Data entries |
──────────────────────────────
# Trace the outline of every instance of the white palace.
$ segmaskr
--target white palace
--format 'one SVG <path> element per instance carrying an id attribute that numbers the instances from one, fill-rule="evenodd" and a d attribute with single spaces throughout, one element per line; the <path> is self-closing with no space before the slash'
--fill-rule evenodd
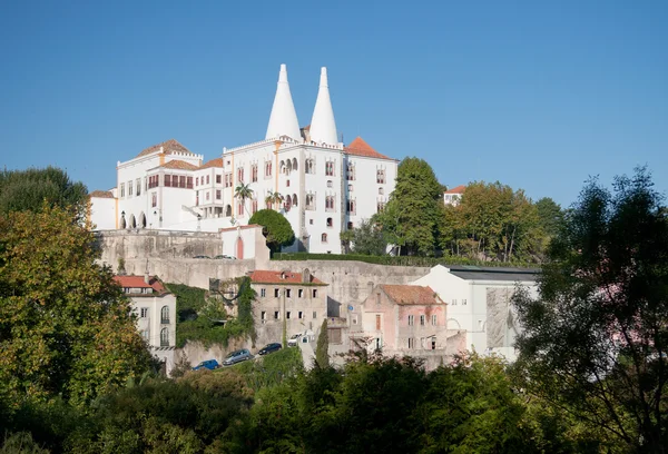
──────────────────────────────
Task instructions |
Reproduce the lines above word for word, but leave out the picture.

Full solution |
# Trace the outline of every instance of the white palace.
$ segmaskr
--target white palace
--format 'one SVG <path> element per instance carrying an id attribute that numbers the instances from one, fill-rule="evenodd" and a d attribute with single spaces throughout, one element per line; the <path> is self-closing with no space before the slash'
--fill-rule evenodd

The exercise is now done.